Prompt
Every line from the one with "trace: white trash bin" through the final line of the entries below should be returned exactly; leave out all other lines.
Segment Start: Data to examine
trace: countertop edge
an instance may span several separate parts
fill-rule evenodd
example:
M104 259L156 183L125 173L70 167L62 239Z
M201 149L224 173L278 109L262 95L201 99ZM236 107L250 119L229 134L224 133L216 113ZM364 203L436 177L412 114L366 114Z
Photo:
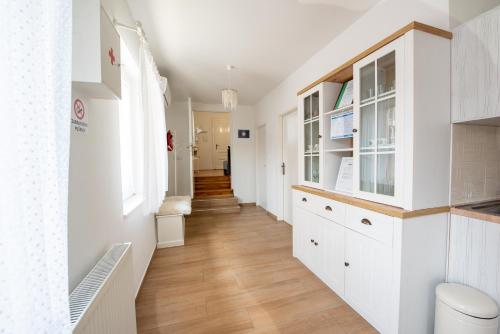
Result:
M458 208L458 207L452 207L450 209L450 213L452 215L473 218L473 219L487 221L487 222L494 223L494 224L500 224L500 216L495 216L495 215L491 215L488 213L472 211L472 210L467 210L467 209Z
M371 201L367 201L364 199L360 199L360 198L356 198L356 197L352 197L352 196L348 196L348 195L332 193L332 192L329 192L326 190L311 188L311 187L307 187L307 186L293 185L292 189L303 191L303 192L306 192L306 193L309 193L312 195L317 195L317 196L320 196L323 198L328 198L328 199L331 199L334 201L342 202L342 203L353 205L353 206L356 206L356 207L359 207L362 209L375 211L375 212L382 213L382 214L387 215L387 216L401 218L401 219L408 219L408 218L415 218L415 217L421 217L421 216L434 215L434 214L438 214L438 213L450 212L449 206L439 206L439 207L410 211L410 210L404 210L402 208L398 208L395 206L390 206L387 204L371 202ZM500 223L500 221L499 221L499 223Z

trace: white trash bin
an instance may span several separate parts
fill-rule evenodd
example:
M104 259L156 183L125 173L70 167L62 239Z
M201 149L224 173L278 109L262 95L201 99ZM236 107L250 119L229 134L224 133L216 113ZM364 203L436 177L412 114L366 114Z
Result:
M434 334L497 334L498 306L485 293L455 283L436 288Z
Segment End: Data to examine
Your solution
trace: white trash bin
an instance may span several separate parts
fill-rule evenodd
example:
M104 259L156 183L125 173L70 167L62 239Z
M201 149L224 173L278 109L262 95L201 99ZM236 107L250 119L229 134L224 133L216 113ZM364 203L436 177L412 114L366 114Z
Result:
M434 334L497 334L498 306L485 293L455 283L436 288Z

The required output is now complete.